● **Source document**
........

I have been reading of the Oscar Schindler-like exploits of my friend and Herald director Brooks Newmark, who has not only taken in a Ukrainian family into his Belgravia house but also, through his charity Angels for Ukraine, has rescued over 21,000 women and children from various warzones. Having lunch with Brooks the other day made me recall how so often the theatre of war throws up unsung heroes, and occasionally saints.
My convert late father, Wing Commander Archibald James (he was later appointed KBE), was a Conservative Member of Parliament who visited both sides during the Spanish Civil War and met some of Franco’s generals. He also once shared a flat with Kim Philby and an office with the Duke of Windsor (although not at the same time), and won a Military Cross in the First World War.
When Sir Samuel Hoare (a former Foreign Secretary) was appointed British Ambassador to Spain in 1940 and given the job of trying to keep Spain neutral and avert the risk of the Germans taking Gibraltar, my father was appointed First Secretary at the Embassy because of his contacts with Franco’s regime. He was part of a team under Hoare, of which the key members were Spanish financier Juan March and the naval attaché Alan Hillgarth (also later a Catholic convert).
Their job was to bribe Franco’s associates to lean on Franco to keep Spain neutral. At least $13 million was transferred from the British Treasury in New York to March; Hillgarth handled the details once they had identified senior Spanish figures who could be bought off. My father’s job was to approach the generals whom he had met during the Civil War and suggest that they meet Hillgarth. If Franco could be persuaded not to join the Germans they got the money anyway; if he did, they would start a guerrilla war.
My father also worked with the embassy’s “assistant press attaché”, Bernard Malley: an unsung Catholic spy master who belonged in a Graham Greene novel. Imitating the way that the Duke of Wellington had run a network of Catholic priests through the Rector of the Irish College in Salamanca during the Napoleonic Wars, Malley ran a similar network.
As I learned before my father died, they came up with some important intelligence that could have proved deeply embarrassing to Franco had the Spanish joined Hitler in 1940 (a real possibility) – namely that Franco had first cousins who claimed to be Jewish.
My father met Franco’s cousins and later conveyed what they had told him to Winston Churchill and the Spanish Ambassador in London. This dynamite revelation could have derailed the course of the war. Growing up, I knew nothing of it. I attended Stonyhurst College (my American mother was a Catholic) and it wasn’t until years later, when I read Peter Day’s Franco’s Friends and found references to my father’s wartime spying activities, that I became aware of his work.

........

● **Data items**
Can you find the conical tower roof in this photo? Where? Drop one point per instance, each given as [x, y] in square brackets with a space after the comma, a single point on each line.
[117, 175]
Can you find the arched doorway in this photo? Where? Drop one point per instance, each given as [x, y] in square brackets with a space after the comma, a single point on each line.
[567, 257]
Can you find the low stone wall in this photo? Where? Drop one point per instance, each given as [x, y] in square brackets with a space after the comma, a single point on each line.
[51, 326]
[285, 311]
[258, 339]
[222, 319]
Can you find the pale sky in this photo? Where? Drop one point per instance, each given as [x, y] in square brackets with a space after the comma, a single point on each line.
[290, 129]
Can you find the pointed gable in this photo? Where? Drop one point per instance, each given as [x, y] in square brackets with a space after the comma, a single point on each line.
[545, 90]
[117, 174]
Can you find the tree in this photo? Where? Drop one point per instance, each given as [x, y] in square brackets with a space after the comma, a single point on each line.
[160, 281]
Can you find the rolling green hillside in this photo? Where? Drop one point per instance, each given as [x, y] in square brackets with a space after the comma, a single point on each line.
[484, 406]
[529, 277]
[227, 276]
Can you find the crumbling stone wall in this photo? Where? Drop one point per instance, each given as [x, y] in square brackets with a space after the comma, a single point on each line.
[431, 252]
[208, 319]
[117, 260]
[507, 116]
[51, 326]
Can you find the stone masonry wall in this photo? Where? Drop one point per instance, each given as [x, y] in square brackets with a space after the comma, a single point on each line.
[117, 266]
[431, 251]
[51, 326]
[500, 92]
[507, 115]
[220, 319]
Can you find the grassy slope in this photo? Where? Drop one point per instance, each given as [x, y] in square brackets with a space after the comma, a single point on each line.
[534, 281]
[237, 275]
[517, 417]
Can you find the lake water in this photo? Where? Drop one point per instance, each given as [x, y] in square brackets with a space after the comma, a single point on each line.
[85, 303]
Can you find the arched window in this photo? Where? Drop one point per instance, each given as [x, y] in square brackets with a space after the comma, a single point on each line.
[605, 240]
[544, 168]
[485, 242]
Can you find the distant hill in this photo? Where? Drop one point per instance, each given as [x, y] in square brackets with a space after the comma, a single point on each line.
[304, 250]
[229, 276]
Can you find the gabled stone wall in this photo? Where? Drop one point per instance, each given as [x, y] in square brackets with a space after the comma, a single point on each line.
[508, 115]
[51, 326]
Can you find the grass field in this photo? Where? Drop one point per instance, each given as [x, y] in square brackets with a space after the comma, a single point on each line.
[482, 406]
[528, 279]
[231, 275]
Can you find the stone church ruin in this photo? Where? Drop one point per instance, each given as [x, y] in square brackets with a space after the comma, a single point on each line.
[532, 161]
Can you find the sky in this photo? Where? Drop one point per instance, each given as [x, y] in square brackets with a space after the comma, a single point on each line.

........

● **Work item A**
In the article on wartime Spain, how much money was transferred from the British Treasury in New York to March?
● **Work item B**
Write out the article on wartime Spain word for word, everything from "I have been" down to "and occasionally saints.".
● **Work item C**
Extend the article on wartime Spain, picking up right after its final sentence.

● **Answer box A**
At least $13 million.

● **Answer box B**
I have been reading of the Oscar Schindler-like exploits of my friend and Herald director Brooks Newmark, who has not only taken in a Ukrainian family into his Belgravia house but also, through his charity Angels for Ukraine, has rescued over 21,000 women and children from various warzones. Having lunch with Brooks the other day made me recall how so often the theatre of war throws up unsung heroes, and occasionally saints.

● **Answer box C**
Thus began a decade of research, in Spain (including meeting Franco’s daughter) and in Cambridge (my father’s Spanish papers are in the Churchill Archives). It emerged that Malley was mysteriously given an MBE in January 1942, whilst only a junior attaché. In 1961 he was appointed CMG, which hinted at his true (but secret) role at the Embassy. Meanwhile, a Spanish professor identified the two cousins, and their motivation for declaring themselves to be Jewish emerged.
Their brother had commanded an airbase in Morocco at the start of the Civil War. He had actively opposed the Nationalists, had surrendered when Franco’s troops stormed the base and had been shot on Franco’s orders. Declaring themselves to be Jewish (as was not uncommon among anti-clericals like best-selling author Jorge Luis Borges) was their revenge. I also found a reference to “Franco’s distant Jewish ancestors” in the valedictory report to the Foreign Office by the first post-war British Ambassador to Spain: in his memoirs he effectively identified Malley as his source.
I had met Malley at his office in the Embassy during my gap year in Spain; he was clearly very religious and had been educated at Cotton College, the former Catholic school in Staffordshire. He had even enrolled as a seminarian at Oscott, but in 1913 realised that he did not have a vocation and moved to Bilbao. He lived in Spain for the rest of his life. When the Spanish Civil War broke out in 1936, Malley adopted three Civil War orphans and organised the evacuation of many Spanish and also British subjects from the Republican Zone.
After his death in 1966, a Spanish Catholic paper reported that during the war Malley had not only run a clerical spy ring out of the Embassy but had also started a medical supply service “to all persons who wished to ask for them”. This private clinic was dubbed the “cell of Padre Bernardo” by the papal nuncio, Amleto Cicognani, who went on to become Cardinal Secretary of State during Vatican II. Whether Malley’s example had any influence on my father’s decision to convert later in his life I do not know, but the Spanish spymaster was the closest thing I have encountered to a modern wartime saint.